● **Problem details**
Pull out each line of the entries below that contains the string "window", with case taken into account.

Entries from a dataset
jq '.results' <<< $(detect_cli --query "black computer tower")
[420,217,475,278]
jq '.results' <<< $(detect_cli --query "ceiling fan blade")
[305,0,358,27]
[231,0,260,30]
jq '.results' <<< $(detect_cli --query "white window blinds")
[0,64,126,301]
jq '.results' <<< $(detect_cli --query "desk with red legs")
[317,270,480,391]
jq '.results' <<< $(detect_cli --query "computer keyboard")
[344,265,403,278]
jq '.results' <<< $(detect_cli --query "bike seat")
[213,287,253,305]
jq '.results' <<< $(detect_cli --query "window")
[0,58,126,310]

--

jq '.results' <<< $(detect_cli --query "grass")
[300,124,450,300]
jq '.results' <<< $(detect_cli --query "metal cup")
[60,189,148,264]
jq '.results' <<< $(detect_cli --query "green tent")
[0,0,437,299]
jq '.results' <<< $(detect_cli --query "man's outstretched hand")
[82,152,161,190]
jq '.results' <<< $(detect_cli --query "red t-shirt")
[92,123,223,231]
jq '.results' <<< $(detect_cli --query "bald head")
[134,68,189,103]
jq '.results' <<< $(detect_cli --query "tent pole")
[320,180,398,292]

● **Task solution**
jq '.results' <<< $(detect_cli --query "white window blinds")
jq '.results' <<< $(detect_cli --query "window")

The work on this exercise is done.